-- DIRECTIONS --
Which lines below contain the word "blazer"? Copy each of them.

Referring expression data:
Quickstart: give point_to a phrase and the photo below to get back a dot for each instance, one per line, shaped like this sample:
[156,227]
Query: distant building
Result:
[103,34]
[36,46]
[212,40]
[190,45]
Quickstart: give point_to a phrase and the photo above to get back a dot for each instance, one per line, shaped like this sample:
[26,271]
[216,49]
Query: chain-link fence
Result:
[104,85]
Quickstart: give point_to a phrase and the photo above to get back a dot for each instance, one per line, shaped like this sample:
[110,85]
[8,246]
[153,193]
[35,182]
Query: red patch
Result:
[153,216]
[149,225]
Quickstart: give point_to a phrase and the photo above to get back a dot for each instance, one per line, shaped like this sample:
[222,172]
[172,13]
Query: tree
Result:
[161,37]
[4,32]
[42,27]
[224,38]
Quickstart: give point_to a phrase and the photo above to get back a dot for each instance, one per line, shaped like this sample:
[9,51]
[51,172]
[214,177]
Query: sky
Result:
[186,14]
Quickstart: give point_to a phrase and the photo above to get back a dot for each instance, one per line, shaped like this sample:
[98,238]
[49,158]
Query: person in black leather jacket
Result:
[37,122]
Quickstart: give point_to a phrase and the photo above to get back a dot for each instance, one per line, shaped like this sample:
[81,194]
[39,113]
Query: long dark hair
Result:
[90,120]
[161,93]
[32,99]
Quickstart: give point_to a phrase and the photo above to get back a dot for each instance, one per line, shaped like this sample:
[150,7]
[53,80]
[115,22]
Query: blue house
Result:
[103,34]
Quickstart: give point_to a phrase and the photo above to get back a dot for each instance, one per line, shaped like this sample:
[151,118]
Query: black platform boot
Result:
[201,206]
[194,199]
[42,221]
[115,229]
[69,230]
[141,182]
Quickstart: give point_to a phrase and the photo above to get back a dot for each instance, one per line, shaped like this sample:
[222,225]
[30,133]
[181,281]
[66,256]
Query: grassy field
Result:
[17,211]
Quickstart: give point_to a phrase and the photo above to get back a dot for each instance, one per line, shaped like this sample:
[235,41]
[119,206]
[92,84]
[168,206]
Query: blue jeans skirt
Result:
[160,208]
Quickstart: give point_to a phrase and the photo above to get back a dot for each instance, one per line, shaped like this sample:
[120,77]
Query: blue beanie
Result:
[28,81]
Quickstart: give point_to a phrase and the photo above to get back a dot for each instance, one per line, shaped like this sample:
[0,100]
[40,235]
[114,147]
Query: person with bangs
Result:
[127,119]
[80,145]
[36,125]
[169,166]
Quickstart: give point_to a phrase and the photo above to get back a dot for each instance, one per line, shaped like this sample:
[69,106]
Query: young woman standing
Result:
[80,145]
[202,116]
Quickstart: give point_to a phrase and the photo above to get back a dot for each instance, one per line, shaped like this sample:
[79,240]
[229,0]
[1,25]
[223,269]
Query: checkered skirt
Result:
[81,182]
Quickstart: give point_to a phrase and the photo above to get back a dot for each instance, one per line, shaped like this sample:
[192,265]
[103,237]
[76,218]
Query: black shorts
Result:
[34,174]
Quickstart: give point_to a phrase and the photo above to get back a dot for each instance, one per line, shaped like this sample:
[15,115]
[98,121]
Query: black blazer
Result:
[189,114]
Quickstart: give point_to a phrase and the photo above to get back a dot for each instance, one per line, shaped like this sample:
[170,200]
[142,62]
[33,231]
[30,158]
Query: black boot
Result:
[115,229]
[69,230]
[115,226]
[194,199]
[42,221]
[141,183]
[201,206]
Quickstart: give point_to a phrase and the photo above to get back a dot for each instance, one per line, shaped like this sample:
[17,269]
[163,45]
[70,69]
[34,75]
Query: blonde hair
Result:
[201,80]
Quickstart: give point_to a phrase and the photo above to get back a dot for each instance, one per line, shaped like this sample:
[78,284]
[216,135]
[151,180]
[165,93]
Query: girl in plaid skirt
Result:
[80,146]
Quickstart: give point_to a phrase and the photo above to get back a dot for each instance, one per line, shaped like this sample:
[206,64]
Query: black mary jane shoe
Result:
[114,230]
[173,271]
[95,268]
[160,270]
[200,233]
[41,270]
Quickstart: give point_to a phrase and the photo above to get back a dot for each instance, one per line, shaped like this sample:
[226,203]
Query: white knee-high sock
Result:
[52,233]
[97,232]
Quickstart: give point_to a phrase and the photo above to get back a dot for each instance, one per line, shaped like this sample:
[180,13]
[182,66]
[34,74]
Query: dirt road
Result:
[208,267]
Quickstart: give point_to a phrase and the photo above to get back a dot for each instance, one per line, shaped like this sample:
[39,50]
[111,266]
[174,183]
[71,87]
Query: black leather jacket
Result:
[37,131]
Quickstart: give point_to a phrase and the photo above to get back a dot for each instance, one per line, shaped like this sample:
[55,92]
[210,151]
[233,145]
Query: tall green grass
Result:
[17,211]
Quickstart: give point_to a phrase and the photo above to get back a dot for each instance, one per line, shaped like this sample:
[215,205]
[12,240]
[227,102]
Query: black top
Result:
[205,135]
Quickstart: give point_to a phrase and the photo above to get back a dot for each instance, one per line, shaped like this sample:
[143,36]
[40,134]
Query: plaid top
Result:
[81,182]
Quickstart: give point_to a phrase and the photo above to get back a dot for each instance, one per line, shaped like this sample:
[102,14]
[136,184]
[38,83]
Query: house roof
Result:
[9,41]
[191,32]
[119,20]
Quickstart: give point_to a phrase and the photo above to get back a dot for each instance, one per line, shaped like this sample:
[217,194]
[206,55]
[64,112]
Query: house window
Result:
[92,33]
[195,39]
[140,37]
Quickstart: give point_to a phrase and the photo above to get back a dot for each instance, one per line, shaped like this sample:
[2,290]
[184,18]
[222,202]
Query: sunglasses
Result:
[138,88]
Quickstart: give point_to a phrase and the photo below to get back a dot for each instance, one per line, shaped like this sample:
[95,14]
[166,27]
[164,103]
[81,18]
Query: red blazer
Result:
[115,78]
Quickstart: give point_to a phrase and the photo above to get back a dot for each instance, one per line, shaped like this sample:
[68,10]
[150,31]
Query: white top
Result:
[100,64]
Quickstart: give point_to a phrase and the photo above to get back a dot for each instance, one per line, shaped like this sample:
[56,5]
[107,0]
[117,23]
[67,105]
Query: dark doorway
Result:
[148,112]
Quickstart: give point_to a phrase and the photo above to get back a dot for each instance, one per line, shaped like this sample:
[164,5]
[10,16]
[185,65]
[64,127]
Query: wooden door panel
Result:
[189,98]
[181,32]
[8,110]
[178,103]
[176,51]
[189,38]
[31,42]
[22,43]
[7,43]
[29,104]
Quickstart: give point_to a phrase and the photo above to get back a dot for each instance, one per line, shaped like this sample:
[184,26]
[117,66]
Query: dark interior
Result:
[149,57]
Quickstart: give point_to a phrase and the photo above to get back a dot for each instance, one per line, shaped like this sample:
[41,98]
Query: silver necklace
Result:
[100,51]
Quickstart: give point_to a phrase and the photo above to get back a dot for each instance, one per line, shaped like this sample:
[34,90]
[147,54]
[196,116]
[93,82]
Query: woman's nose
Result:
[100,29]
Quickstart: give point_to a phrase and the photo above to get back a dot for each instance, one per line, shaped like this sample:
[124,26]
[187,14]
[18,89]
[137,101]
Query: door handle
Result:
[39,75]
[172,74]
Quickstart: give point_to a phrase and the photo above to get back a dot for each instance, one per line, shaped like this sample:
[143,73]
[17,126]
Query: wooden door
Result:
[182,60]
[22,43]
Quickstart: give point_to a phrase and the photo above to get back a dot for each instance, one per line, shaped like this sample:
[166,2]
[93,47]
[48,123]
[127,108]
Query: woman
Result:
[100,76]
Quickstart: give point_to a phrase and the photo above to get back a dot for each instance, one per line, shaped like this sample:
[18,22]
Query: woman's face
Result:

-- RESULT OF THE EXERCISE --
Query: black blazer
Query: red blazer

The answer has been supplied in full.